Document excerpt:
════════════════
Researchers at Flinders University in Australia have developed a flu vaccine that could stimulate the human immune system to produce more antibodies to fight the flu virus.
The new “turbo-charged” vaccine was said to be designed using an artificial intelligence system the researchers developed. Prof. Nikolai Petrovsky, a professor of medicine at Flinders and the lead researchers of the study, said:
“We essentially showed all of that to the AI program called Sam and then Sam came up with its own suggestion of what might be an effective adjuvant, which we then took and tested, and sure enough, it worked.”
Prof. Petrovsky explained in an interview that they trained Sam to learn and create new drugs. The AI system allegedly experimented not just with existing drugs that are known to work, but with those that had failed as well.
Numerous experiments led to the development of one drug that the researchers claimed would work in tandem with current flu vaccines and make them more useful.
Turbo-Charged Flu Vaccine
According to Prof. Petrovsky, their artificial intelligence program had expedited the discovery of an effective vaccine. Not only that, but it also cut the cost and allowed a more efficient drug to be developed. He added:
“Normally, big companies like GSK will screen millions of compounds, with thousands of people working week in week out on this for about five years. It costs hundreds of millions of dollars to come up with one lead.”
It took the Australian researchers just two years to develop the turbo-charged flu vaccine with the help of Sam and another program that can create trillions of imaginary compounds.
From a long list of drugs, the team shortlisted what they believe as the ten most effective.
════════════════
Records shown:
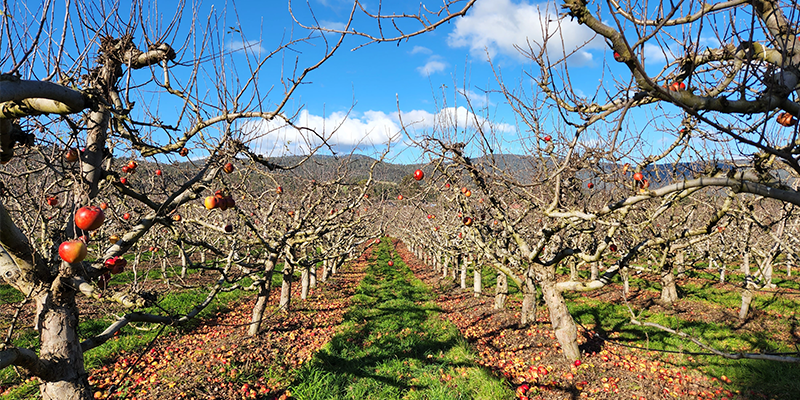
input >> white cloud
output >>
[241,107,515,156]
[242,110,400,156]
[226,40,266,54]
[417,57,447,76]
[402,107,516,133]
[409,46,433,55]
[448,0,605,65]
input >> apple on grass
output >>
[75,206,106,231]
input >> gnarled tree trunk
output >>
[36,285,93,400]
[541,279,581,361]
[494,272,508,310]
[520,269,536,327]
[279,261,294,313]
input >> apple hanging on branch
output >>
[58,240,88,264]
[75,206,106,231]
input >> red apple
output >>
[64,148,78,162]
[775,112,797,127]
[75,206,106,231]
[58,240,87,264]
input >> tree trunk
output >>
[620,267,631,297]
[520,270,536,327]
[458,256,467,290]
[675,250,686,278]
[36,285,93,400]
[739,284,753,322]
[320,259,333,282]
[541,280,581,361]
[300,265,311,300]
[660,262,678,306]
[279,262,294,313]
[494,272,508,310]
[472,264,483,297]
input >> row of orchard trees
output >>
[0,1,455,399]
[396,0,800,361]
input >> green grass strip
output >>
[289,240,514,400]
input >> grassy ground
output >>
[289,242,513,399]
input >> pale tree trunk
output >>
[279,261,294,313]
[520,268,536,327]
[569,262,578,281]
[620,267,631,297]
[494,272,508,310]
[541,280,581,361]
[739,290,753,322]
[247,253,278,336]
[300,265,311,300]
[458,256,467,290]
[660,262,678,306]
[675,250,686,278]
[320,258,333,282]
[36,290,93,400]
[472,263,483,297]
════════════════
Task goal:
Copy out the full article about the Flinders University flu vaccine word for word.

Exercise result:
Researchers at Flinders University in Australia have developed a flu vaccine that could stimulate the human immune system to produce more antibodies to fight the flu virus.
The new “turbo-charged” vaccine was said to be designed using an artificial intelligence system the researchers developed. Prof. Nikolai Petrovsky, a professor of medicine at Flinders and the lead researchers of the study, said:
“We essentially showed all of that to the AI program called Sam and then Sam came up with its own suggestion of what might be an effective adjuvant, which we then took and tested, and sure enough, it worked.”
Prof. Petrovsky explained in an interview that they trained Sam to learn and create new drugs. The AI system allegedly experimented not just with existing drugs that are known to work, but with those that had failed as well.
Numerous experiments led to the development of one drug that the researchers claimed would work in tandem with current flu vaccines and make them more useful.
Turbo-Charged Flu Vaccine
According to Prof. Petrovsky, their artificial intelligence program had expedited the discovery of an effective vaccine. Not only that, but it also cut the cost and allowed a more efficient drug to be developed. He added:
“Normally, big companies like GSK will screen millions of compounds, with thousands of people working week in week out on this for about five years. It costs hundreds of millions of dollars to come up with one lead.”
It took the Australian researchers just two years to develop the turbo-charged flu vaccine with the help of Sam and another program that can create trillions of imaginary compounds.
From a long list of drugs, the team shortlisted what they believe as the ten most effective.